__Passage__.
In February, FLA President & CEO Auret van Heerden participated in a workshop – Company Responsibilities in Countries with Human Rights Challenges – organized by the Business Humanitarian Forum and the Swiss Federal Department of Foreign Affairs.

The event was held against the backdrop of the recently published draft report “Guiding Principles for the Implementation of the United Nations ‘Protect, Respect and Remedy’ Framework” by the Special Representative of the UN Secretary-General on Business and Human Rights, Professor John Ruggie.

Auret discussed FLA’s role in improving working conditions around the world and providing the public with information it can use to make informed purchasing decisions. Auret stressed the fundamental contradiction between the buying and manufacturing ends of the chain: the buyer expects the supplier to deliver cheap products and services while respecting working standards. However, global competitive pressures within supply chains are making it very hard for suppliers meet both these, often conflicting, demands.

Consumers – often unknowingly – drive these pressures through their demand for ever-lower prices. We may not realize or want to acknowledge that the lower prices of the products we love to consume are ultimately paid for by workers’ wages. But we have to take responsibility for our purchasing decisions, recognizing our own role in the global supply chain to ensure sustainability and protect workers’ rights.

[Point labeling data from photos]
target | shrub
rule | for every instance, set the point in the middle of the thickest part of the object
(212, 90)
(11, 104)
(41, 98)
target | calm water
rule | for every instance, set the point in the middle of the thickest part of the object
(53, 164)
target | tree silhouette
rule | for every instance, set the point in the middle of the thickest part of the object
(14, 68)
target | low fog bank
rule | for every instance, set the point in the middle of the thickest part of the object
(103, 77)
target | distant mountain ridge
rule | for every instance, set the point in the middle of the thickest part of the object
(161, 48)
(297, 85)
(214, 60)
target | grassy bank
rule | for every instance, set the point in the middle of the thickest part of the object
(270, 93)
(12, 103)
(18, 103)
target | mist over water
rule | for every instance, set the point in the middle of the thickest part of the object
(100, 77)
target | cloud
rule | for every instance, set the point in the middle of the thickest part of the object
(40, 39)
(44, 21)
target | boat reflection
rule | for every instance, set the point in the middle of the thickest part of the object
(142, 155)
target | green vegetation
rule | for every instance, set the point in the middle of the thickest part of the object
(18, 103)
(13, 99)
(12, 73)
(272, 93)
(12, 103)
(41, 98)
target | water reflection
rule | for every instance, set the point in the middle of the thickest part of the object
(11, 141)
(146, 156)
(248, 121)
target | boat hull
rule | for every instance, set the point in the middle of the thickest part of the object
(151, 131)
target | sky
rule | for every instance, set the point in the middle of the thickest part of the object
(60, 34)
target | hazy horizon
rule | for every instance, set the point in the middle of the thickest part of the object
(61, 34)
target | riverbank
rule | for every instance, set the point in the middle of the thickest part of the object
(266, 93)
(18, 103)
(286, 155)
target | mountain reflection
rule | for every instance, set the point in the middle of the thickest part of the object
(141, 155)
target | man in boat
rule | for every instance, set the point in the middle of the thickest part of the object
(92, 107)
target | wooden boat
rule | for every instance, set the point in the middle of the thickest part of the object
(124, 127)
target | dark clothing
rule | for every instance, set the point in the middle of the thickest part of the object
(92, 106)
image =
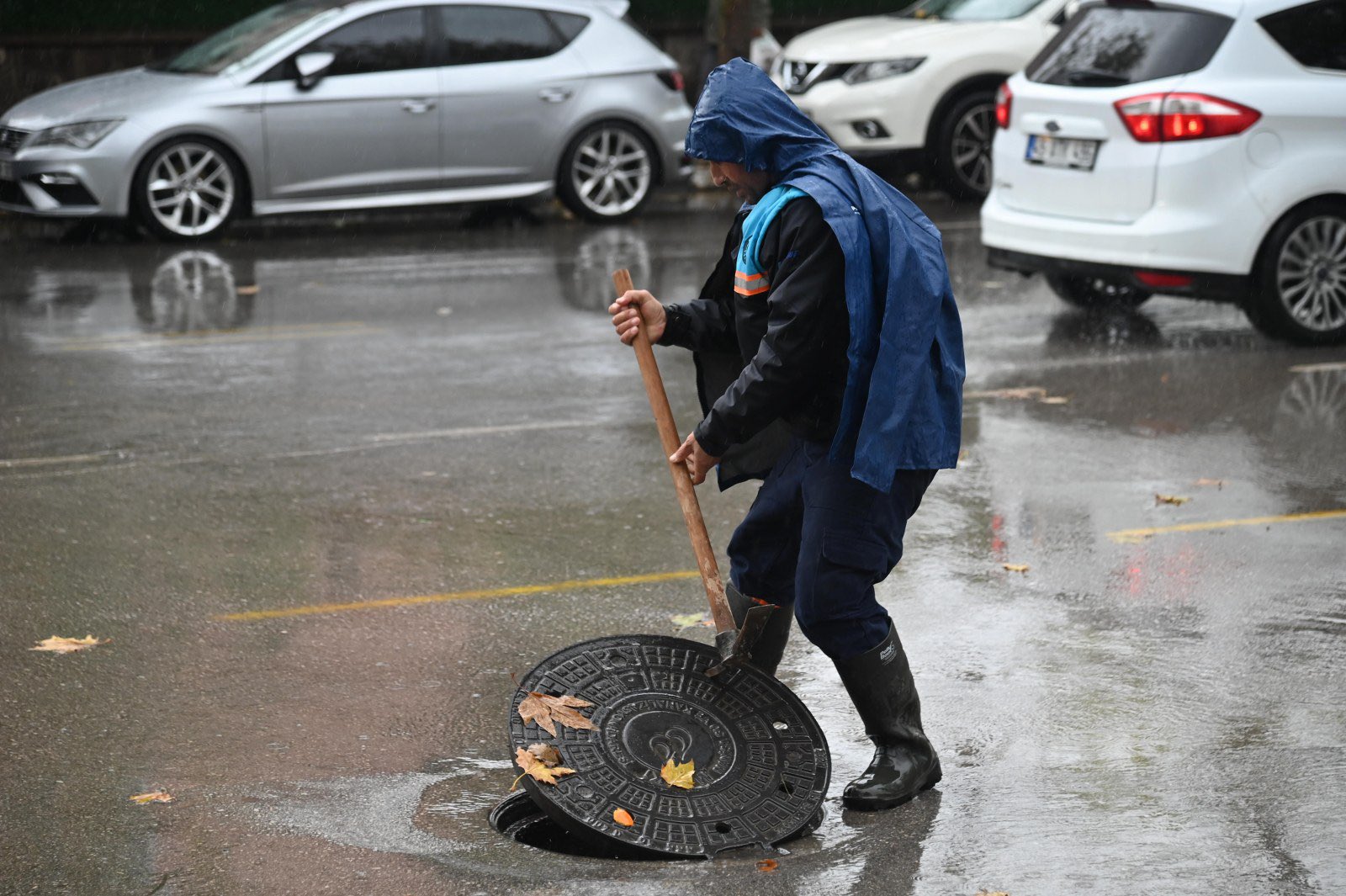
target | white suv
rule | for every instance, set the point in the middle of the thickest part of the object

__Exercise requirements__.
1. Translate this sentence from the passage on the FLA workshop into Spanish: "Consumers – often unknowingly – drive these pressures through their demand for ever-lower prices."
2. Reproduce the FLA workshop passage from "In February, FLA" up to and including "Professor John Ruggie.".

__Full answers__.
1. Los consumidores –a menudo sin saberlo– impulsan estas presiones mediante su demanda de precios cada vez más bajos.

2.
In February, FLA President & CEO Auret van Heerden participated in a workshop – Company Responsibilities in Countries with Human Rights Challenges – organized by the Business Humanitarian Forum and the Swiss Federal Department of Foreign Affairs.

The event was held against the backdrop of the recently published draft report “Guiding Principles for the Implementation of the United Nations ‘Protect, Respect and Remedy’ Framework” by the Special Representative of the UN Secretary-General on Business and Human Rights, Professor John Ruggie.